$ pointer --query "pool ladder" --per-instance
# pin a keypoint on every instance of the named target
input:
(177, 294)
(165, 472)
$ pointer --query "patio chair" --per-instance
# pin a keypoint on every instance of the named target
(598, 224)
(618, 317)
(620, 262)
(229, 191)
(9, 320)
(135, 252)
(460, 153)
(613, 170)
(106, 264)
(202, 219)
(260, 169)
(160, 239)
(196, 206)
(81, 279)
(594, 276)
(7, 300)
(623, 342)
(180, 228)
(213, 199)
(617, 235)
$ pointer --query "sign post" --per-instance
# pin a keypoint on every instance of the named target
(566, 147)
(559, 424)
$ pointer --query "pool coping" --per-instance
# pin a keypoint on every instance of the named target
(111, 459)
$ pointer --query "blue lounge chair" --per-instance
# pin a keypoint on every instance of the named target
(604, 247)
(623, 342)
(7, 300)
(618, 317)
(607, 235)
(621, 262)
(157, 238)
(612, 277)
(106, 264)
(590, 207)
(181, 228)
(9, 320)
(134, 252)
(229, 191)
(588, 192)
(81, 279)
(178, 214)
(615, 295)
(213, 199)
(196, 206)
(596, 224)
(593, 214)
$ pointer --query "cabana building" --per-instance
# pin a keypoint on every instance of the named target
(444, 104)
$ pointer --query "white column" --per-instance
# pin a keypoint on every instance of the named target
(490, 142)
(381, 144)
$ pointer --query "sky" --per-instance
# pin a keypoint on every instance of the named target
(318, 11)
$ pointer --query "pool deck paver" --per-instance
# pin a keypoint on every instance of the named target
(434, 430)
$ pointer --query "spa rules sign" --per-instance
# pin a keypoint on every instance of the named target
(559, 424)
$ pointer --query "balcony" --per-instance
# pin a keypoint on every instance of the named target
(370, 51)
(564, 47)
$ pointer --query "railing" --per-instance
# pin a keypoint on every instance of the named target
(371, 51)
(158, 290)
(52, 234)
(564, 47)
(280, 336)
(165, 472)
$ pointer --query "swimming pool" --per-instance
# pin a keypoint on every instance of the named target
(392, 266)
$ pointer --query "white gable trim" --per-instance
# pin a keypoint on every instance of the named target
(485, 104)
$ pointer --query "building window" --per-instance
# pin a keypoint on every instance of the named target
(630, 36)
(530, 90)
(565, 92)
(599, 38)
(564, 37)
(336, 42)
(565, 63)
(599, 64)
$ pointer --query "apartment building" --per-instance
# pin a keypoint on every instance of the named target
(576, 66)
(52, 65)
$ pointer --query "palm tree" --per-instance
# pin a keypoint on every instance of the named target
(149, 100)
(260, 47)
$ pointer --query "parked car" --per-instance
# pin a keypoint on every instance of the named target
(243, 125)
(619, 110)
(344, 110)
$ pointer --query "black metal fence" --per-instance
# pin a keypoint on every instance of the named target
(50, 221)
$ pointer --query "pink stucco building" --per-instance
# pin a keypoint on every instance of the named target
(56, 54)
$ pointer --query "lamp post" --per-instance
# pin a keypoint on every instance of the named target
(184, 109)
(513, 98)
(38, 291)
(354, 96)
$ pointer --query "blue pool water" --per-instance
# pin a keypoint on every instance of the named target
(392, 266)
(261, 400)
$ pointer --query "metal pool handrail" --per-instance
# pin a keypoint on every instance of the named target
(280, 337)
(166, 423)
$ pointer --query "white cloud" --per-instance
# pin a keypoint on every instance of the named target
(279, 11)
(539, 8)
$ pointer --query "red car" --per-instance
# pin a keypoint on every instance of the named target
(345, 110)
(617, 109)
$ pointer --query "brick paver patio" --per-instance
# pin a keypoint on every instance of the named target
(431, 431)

What is needed —
Reproduce the preceding records exactly and completely.

Result —
$ pointer --query "pool ladder" --per-instance
# pin a keypoint on every instance of the named target
input:
(177, 294)
(165, 472)
$ pointer --query "patio chair" --per-instance
# pin a keypoint on every instance of the named target
(598, 224)
(618, 317)
(620, 262)
(229, 191)
(9, 320)
(135, 252)
(460, 153)
(613, 170)
(106, 264)
(202, 219)
(260, 169)
(160, 239)
(196, 206)
(81, 279)
(594, 276)
(7, 300)
(623, 342)
(180, 228)
(213, 199)
(617, 235)
$ pointer --query "sign post" --per-instance
# pin a keypoint on every instance of the named target
(566, 147)
(559, 424)
$ pointer --query "pool coping" --per-instance
# pin a keypoint on every instance of the named target
(111, 459)
$ pointer --query "blue lounge chair" --per-instance
# pin a keypoint on every instance of the named target
(604, 247)
(623, 342)
(7, 300)
(618, 317)
(607, 235)
(621, 262)
(157, 238)
(612, 277)
(106, 264)
(590, 207)
(181, 228)
(9, 320)
(134, 252)
(229, 191)
(588, 192)
(81, 279)
(178, 214)
(615, 295)
(213, 199)
(196, 206)
(596, 224)
(593, 214)
$ pointer --query "cabana building" --per-instance
# pin a keypoint on every instance of the named target
(444, 104)
$ pointer --query "white column" --per-instance
# pin a keypoint on every instance of the named target
(490, 142)
(381, 144)
$ pointer --query "sky" --per-instance
# pin a keypoint on every instance of the named target
(318, 11)
$ pointer --query "pool deck paver" --per-instance
# pin a keypoint on every instance of the named target
(434, 430)
$ pointer --query "spa rules sign" --per-instance
# pin a keypoint on every instance of the named target
(559, 424)
$ pointer --query "balcony" --per-instance
# pin a keypoint on every instance of the named target
(370, 51)
(564, 47)
$ pointer --query "railing" --per-instance
# pin a keypoint on every instance of the named target
(371, 51)
(158, 290)
(52, 234)
(564, 47)
(280, 336)
(165, 472)
$ pointer --query "swimming pool" --per-instance
# pin a keypoint on every instance of the named target
(392, 266)
$ pointer --query "white gable trim" --per-instance
# pin a keypoint on every instance of the named target
(485, 104)
$ pointer --query "building window" --per-instance
# pin a keypoint on every instance of the named target
(630, 36)
(530, 90)
(565, 92)
(599, 38)
(564, 37)
(336, 42)
(565, 63)
(599, 64)
$ pointer --query "apartment building" --per-instance
# pin a keypoint on every instance of the named target
(576, 66)
(52, 65)
$ pointer --query "palm tree" --per-instance
# pin a keypoint on every instance of the named target
(149, 100)
(260, 47)
$ pointer --query "parked car" --per-instance
# pin a keypoint on every instance of the named target
(243, 125)
(619, 110)
(344, 110)
$ pointer --query "black metal fence" --per-instance
# pin a keypoint on every instance of the named target
(50, 221)
$ pointer --query "pink stucco building" --per-instance
# pin a keypoint on every instance of the named target
(56, 54)
$ pointer --query "lamp post" --per-instance
# pin a keypoint on every instance of the named target
(184, 109)
(513, 98)
(38, 291)
(354, 96)
$ pointer --query "blue pool water" --per-instance
# pin a keypoint on every instance of the named target
(392, 266)
(261, 400)
$ pointer --query "metal pool handrail" --per-instance
# pin a keypoint on every instance of the named target
(280, 337)
(166, 423)
$ pointer --query "white cloud" --per-instance
# pin a keypoint on every instance of the named target
(279, 11)
(539, 8)
$ pointer --query "red car" --per-instance
# pin a keypoint on every instance of the named target
(345, 110)
(617, 109)
$ pointer --query "brick paver patio" --per-instance
# pin a keypoint on every instance of the named target
(431, 431)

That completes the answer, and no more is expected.